┌─ Records provided

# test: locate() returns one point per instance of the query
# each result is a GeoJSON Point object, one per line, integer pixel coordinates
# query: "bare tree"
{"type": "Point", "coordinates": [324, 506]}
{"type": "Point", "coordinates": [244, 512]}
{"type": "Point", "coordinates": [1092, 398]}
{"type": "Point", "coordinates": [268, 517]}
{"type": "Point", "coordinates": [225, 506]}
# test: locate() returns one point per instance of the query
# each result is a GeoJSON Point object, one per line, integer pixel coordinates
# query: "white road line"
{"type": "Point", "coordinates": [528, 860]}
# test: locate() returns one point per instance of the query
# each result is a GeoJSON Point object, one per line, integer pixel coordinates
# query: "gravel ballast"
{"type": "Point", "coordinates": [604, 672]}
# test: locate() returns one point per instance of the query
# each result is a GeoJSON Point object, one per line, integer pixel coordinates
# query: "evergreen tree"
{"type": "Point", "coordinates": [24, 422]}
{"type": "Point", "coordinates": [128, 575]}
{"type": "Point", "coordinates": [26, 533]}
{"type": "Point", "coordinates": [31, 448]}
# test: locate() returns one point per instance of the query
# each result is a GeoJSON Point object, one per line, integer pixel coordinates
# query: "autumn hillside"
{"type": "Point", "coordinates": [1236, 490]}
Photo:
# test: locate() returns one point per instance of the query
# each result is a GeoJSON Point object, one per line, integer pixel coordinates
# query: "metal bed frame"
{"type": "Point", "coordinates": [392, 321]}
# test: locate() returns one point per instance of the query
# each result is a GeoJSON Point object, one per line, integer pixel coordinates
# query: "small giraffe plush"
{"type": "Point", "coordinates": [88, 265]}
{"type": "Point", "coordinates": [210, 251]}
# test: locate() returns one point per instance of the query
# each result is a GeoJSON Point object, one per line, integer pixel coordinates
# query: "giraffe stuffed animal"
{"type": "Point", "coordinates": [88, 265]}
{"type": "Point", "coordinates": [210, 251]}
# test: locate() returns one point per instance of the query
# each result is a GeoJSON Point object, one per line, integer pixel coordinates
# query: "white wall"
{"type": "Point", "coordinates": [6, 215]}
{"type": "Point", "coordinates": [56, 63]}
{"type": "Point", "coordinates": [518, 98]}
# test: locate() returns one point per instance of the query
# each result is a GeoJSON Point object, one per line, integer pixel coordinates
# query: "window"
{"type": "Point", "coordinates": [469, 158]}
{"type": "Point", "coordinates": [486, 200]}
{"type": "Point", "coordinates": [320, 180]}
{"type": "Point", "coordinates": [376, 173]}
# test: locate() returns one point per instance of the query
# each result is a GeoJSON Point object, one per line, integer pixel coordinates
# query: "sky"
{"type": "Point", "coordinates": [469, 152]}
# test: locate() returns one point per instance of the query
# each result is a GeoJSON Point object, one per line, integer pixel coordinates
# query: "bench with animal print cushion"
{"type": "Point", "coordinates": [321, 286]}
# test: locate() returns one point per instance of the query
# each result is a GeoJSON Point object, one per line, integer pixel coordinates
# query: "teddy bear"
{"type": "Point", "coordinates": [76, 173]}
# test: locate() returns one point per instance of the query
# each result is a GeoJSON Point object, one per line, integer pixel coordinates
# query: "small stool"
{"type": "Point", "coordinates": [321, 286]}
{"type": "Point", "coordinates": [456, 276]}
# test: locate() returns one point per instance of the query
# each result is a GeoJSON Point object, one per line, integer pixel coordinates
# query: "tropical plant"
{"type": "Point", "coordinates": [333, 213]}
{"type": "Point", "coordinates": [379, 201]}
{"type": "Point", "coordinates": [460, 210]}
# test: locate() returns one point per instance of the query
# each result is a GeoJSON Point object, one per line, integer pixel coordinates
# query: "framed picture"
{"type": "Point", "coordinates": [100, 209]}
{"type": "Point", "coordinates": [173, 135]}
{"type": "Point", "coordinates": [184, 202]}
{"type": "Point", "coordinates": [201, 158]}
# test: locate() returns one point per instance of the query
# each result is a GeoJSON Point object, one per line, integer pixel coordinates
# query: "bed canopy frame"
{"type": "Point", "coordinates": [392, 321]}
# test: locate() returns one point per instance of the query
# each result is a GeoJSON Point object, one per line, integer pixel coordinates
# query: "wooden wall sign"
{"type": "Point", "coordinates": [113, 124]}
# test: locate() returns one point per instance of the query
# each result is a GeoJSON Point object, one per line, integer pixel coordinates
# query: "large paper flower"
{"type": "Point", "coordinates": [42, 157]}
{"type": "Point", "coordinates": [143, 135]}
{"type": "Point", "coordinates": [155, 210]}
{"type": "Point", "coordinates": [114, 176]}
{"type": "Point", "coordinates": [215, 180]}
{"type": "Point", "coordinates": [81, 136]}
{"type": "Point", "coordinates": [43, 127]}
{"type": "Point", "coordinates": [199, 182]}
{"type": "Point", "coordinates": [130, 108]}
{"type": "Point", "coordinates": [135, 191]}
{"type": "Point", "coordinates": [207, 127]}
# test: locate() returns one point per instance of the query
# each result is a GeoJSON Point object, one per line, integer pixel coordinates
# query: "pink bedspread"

└─

#### [Required work]
All records should be returned verbatim, none left out.

#### [Result]
# test: locate() returns one point per instance of the query
# each result is a GeoJSON Point object, one per line, integer pixel coordinates
# query: "bare tree"
{"type": "Point", "coordinates": [324, 506]}
{"type": "Point", "coordinates": [244, 512]}
{"type": "Point", "coordinates": [1092, 398]}
{"type": "Point", "coordinates": [268, 517]}
{"type": "Point", "coordinates": [225, 506]}
# test: locate() returns one point per instance of the query
# each result is a GeoJSON Point object, one per line, integer pixel coordinates
# query: "white road line"
{"type": "Point", "coordinates": [528, 860]}
# test: locate() returns one point per instance of the query
# each result is a GeoJSON Point object, one per line, integer pixel coordinates
# query: "gravel ballast"
{"type": "Point", "coordinates": [604, 672]}
# test: locate() returns one point per instance of the query
# each result is a GeoJSON Point object, one per line, integer pixel coordinates
# query: "evergreen tree"
{"type": "Point", "coordinates": [24, 422]}
{"type": "Point", "coordinates": [128, 575]}
{"type": "Point", "coordinates": [26, 533]}
{"type": "Point", "coordinates": [31, 448]}
# test: locate() returns one point per instance of the query
# each result is a GeoJSON Point object, one per line, integer pixel coordinates
# query: "autumn hillside"
{"type": "Point", "coordinates": [1236, 490]}
Photo:
# test: locate() returns one point per instance of the query
# each result is a GeoJSON Point object, one per line, integer pixel coordinates
# query: "metal bed frame"
{"type": "Point", "coordinates": [392, 321]}
# test: locate() returns one point per instance of the query
# each result is a GeoJSON Point object, one per line, integer pixel coordinates
# query: "small giraffe plush"
{"type": "Point", "coordinates": [88, 265]}
{"type": "Point", "coordinates": [210, 251]}
# test: locate() returns one point per instance of the query
# each result is a GeoJSON Point object, one per line, integer pixel coordinates
# query: "giraffe stuffed animal"
{"type": "Point", "coordinates": [88, 265]}
{"type": "Point", "coordinates": [210, 251]}
# test: locate() returns one point per instance of the query
# each result is a GeoJSON Point object, one per line, integer pixel coordinates
# query: "white wall"
{"type": "Point", "coordinates": [6, 215]}
{"type": "Point", "coordinates": [56, 63]}
{"type": "Point", "coordinates": [518, 98]}
# test: locate() returns one point per instance of the query
# each result is a GeoJSON Point object, one per line, integer pixel coordinates
# query: "window"
{"type": "Point", "coordinates": [469, 158]}
{"type": "Point", "coordinates": [486, 200]}
{"type": "Point", "coordinates": [320, 180]}
{"type": "Point", "coordinates": [376, 173]}
# test: locate() returns one point per instance of the query
# each result is a GeoJSON Point object, one per line, integer pixel coordinates
# query: "sky"
{"type": "Point", "coordinates": [469, 152]}
# test: locate() returns one point per instance of the query
# each result is a GeoJSON Point object, one per line, integer pixel coordinates
# query: "bench with animal print cushion"
{"type": "Point", "coordinates": [321, 286]}
# test: locate() returns one point per instance of the query
# each result is a GeoJSON Point object, one per line, integer pixel coordinates
# query: "teddy bear"
{"type": "Point", "coordinates": [76, 173]}
# test: locate() returns one point per instance of the query
# each result is a GeoJSON Point object, one per line, integer pixel coordinates
# query: "small stool"
{"type": "Point", "coordinates": [321, 286]}
{"type": "Point", "coordinates": [456, 276]}
# test: locate() returns one point per instance of the query
# each result is a GeoJSON Point object, one per line, integer pixel coordinates
# query: "tropical plant"
{"type": "Point", "coordinates": [333, 213]}
{"type": "Point", "coordinates": [379, 201]}
{"type": "Point", "coordinates": [460, 210]}
# test: locate() returns one point per instance of the query
# each result is a GeoJSON Point object, one per line, integer pixel coordinates
# query: "framed picture"
{"type": "Point", "coordinates": [100, 209]}
{"type": "Point", "coordinates": [173, 135]}
{"type": "Point", "coordinates": [184, 202]}
{"type": "Point", "coordinates": [201, 158]}
# test: locate() returns one point per instance of the query
# each result is a GeoJSON Point object, one per line, integer pixel coordinates
# query: "bed canopy frame"
{"type": "Point", "coordinates": [392, 321]}
# test: locate() returns one point per instance of the query
# each result is a GeoJSON Point object, one per line, integer pixel coordinates
# query: "wooden wall sign"
{"type": "Point", "coordinates": [113, 124]}
# test: locate() returns one point per instance of the query
# each result is a GeoJSON Point object, one per line, integer pixel coordinates
# query: "large paper flower"
{"type": "Point", "coordinates": [42, 157]}
{"type": "Point", "coordinates": [143, 135]}
{"type": "Point", "coordinates": [155, 210]}
{"type": "Point", "coordinates": [114, 176]}
{"type": "Point", "coordinates": [215, 180]}
{"type": "Point", "coordinates": [81, 136]}
{"type": "Point", "coordinates": [43, 127]}
{"type": "Point", "coordinates": [199, 182]}
{"type": "Point", "coordinates": [130, 108]}
{"type": "Point", "coordinates": [135, 191]}
{"type": "Point", "coordinates": [207, 127]}
# test: locate() returns one point per instance of the query
# each result is a GeoJSON Point object, one per line, integer pixel coordinates
# query: "pink bedspread"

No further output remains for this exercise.